» Work to complete:
Beginning with the line that contains "in [328, 46].", copy each subsequent line of the data below through the last one, including both ends but not the pictures.

____

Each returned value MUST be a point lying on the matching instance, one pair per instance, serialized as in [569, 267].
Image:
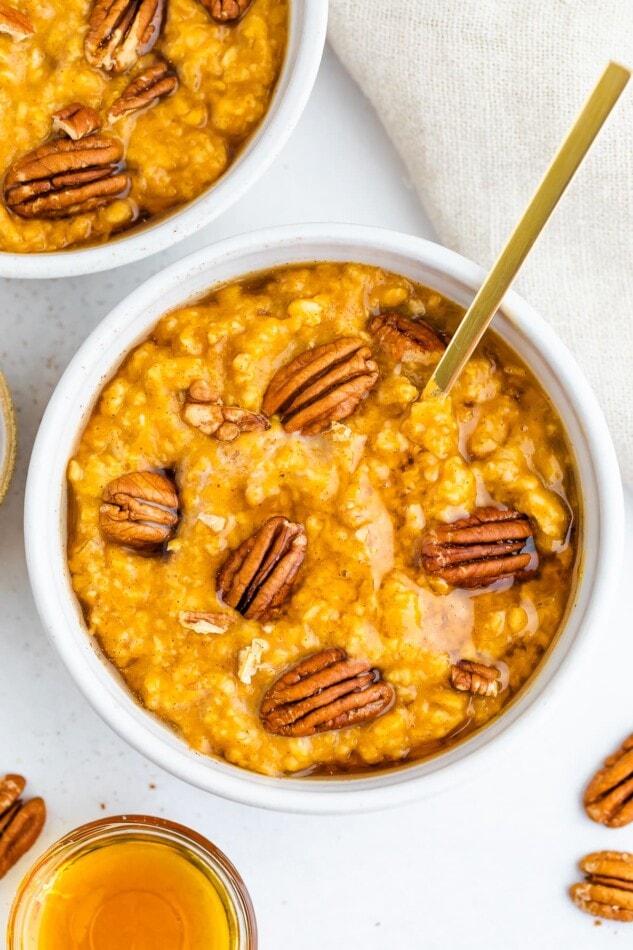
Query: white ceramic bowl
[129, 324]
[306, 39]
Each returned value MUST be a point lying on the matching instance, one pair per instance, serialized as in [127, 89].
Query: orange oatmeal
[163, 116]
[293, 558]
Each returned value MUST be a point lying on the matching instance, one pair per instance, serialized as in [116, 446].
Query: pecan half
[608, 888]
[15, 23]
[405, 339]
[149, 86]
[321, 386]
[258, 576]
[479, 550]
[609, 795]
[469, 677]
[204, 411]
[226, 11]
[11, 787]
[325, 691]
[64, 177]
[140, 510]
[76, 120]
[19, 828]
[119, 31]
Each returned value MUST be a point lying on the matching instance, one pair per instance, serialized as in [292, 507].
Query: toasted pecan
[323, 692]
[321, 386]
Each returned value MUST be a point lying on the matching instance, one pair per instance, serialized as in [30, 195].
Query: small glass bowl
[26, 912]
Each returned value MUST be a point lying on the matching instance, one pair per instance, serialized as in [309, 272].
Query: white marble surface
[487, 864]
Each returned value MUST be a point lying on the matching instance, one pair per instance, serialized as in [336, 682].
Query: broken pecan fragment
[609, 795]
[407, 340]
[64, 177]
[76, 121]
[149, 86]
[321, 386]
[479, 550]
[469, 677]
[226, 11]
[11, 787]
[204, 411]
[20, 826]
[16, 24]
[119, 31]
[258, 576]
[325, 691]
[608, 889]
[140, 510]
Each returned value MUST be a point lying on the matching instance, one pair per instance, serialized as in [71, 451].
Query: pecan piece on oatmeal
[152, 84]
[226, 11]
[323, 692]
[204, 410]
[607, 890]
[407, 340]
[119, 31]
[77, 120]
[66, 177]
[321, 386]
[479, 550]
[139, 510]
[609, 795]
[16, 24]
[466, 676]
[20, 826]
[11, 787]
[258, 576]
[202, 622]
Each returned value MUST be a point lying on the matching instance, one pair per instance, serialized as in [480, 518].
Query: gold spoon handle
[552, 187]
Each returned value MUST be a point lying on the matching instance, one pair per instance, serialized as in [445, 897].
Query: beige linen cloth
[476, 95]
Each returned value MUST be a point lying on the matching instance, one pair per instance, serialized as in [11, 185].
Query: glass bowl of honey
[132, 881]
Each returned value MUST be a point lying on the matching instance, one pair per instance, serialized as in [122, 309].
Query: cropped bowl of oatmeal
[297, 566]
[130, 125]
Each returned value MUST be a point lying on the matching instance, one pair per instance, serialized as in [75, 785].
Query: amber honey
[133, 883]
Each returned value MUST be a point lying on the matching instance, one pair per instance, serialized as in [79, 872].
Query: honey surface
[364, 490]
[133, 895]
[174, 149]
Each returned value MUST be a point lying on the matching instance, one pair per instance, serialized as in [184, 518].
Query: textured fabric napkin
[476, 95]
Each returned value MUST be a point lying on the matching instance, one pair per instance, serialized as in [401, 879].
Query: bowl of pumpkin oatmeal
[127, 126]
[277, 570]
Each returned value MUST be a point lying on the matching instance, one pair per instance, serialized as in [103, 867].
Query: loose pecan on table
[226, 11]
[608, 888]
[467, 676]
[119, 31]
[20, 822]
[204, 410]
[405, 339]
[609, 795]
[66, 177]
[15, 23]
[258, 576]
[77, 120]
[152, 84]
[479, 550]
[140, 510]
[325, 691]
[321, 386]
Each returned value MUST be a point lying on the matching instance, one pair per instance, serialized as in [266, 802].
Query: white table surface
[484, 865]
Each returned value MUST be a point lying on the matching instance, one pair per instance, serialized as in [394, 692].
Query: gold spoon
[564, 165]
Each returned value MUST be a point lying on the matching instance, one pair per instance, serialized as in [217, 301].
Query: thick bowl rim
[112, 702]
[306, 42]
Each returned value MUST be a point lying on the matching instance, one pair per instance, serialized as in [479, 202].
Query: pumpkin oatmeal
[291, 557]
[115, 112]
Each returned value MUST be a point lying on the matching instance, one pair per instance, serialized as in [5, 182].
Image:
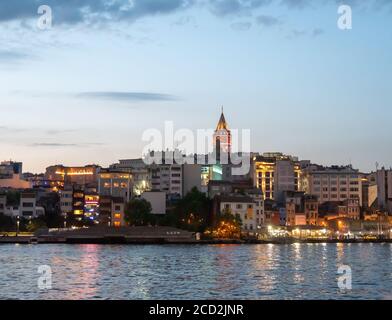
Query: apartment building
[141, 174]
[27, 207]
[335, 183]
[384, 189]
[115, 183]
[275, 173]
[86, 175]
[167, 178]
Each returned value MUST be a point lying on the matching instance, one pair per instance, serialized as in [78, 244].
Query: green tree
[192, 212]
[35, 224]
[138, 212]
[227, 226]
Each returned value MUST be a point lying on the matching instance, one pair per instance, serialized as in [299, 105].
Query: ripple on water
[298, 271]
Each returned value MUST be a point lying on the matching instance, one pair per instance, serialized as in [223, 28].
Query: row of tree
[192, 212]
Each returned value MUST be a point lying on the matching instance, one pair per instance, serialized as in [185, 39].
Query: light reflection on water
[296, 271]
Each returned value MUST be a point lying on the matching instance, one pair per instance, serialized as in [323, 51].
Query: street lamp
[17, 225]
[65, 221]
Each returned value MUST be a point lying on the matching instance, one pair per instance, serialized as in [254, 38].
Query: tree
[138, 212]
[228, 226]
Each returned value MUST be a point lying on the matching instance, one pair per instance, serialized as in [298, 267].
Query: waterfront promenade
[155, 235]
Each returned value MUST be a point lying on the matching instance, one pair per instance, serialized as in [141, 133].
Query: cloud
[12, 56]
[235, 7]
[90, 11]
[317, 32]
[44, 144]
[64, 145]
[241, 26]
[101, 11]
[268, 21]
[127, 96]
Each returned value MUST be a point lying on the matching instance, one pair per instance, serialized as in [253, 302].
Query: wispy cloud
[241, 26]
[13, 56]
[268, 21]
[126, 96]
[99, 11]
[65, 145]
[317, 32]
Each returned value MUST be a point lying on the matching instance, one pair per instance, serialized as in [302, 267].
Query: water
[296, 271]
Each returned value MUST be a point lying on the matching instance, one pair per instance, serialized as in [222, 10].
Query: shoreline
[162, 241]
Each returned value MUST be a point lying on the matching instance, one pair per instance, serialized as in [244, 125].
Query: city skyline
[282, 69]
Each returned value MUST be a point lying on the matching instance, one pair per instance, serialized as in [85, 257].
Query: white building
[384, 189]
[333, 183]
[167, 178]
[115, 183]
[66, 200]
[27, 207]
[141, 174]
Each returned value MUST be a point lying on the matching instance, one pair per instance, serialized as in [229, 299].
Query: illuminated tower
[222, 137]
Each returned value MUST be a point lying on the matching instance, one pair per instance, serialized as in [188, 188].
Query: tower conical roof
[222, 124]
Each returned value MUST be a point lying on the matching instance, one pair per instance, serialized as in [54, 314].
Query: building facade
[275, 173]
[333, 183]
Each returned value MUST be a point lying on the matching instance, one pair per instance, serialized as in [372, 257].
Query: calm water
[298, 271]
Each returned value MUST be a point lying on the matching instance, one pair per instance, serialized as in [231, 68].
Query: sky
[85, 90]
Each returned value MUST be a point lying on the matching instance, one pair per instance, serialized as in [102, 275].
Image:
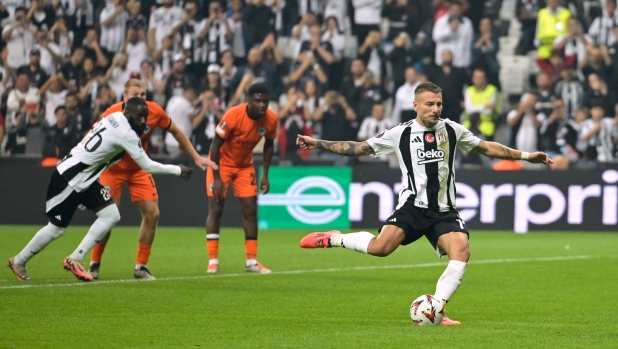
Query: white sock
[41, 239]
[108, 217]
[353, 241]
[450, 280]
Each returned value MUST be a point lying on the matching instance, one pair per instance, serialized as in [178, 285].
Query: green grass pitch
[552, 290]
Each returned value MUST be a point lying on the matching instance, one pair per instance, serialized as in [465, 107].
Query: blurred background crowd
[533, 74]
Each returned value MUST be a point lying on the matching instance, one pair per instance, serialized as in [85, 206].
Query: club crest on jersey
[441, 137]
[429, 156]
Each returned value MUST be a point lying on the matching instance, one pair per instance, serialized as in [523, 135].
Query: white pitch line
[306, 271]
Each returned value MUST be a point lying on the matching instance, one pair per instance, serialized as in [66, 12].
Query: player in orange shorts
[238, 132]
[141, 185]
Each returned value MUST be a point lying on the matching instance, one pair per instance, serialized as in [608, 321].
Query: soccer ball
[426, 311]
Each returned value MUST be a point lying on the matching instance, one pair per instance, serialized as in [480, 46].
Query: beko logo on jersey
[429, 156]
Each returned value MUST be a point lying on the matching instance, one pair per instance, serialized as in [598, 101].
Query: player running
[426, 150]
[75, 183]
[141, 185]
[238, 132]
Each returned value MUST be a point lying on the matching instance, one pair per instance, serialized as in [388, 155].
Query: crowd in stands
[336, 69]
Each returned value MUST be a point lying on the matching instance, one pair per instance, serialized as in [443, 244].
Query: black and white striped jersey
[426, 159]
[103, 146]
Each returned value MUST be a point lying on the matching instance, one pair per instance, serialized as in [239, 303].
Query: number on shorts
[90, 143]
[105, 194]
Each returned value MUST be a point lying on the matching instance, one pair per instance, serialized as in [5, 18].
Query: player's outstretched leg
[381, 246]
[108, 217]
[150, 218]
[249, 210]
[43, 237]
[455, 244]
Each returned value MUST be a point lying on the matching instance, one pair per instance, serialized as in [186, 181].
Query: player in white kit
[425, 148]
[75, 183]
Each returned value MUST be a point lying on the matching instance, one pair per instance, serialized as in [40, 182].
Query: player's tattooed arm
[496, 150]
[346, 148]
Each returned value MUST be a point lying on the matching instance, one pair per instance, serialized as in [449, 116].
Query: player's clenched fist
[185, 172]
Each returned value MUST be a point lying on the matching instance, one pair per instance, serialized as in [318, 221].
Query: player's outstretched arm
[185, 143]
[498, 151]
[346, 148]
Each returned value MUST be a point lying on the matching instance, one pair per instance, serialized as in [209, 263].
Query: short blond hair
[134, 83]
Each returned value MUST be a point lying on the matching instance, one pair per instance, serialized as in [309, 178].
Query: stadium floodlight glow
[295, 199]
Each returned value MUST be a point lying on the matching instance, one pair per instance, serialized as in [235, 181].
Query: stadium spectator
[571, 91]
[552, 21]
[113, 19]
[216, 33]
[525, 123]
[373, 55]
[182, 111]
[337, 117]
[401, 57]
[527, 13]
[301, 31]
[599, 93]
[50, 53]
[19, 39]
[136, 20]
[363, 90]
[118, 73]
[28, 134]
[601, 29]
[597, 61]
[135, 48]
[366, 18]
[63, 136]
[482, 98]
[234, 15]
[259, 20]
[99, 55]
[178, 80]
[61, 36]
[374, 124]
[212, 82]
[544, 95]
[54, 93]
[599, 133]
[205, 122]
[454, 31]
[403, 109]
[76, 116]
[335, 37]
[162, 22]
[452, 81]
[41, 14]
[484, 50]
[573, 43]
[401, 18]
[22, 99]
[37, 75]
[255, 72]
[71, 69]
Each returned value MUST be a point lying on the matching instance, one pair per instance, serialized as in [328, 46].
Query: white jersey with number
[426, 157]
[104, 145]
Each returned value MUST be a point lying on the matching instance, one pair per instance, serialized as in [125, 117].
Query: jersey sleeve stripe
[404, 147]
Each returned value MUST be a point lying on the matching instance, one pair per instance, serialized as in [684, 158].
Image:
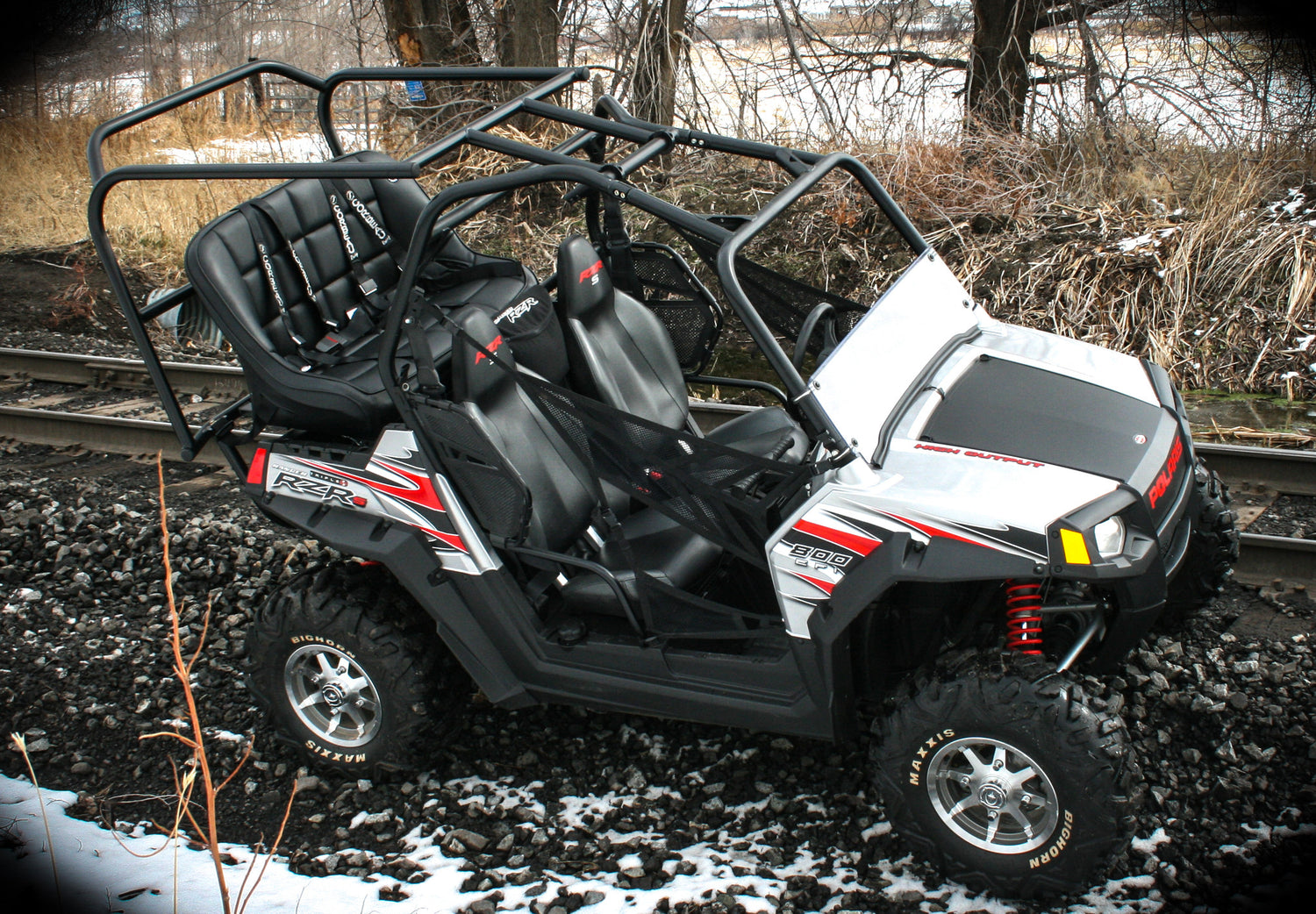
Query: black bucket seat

____

» Answer below:
Each returned value MUST be a point lying on the matching instance, one pair per instance, serialized as in [328, 46].
Query: white jersey with number
[426, 157]
[104, 145]
Each returned value MUST be a point lying on the matching instance, one pair per instance, serialized as in [125, 117].
Query: jersey sleeve stripe
[404, 147]
Each returned value MUST be a point lying on the matching instance, one pair per instance, serialized as in [684, 158].
Image:
Query: black bucket seat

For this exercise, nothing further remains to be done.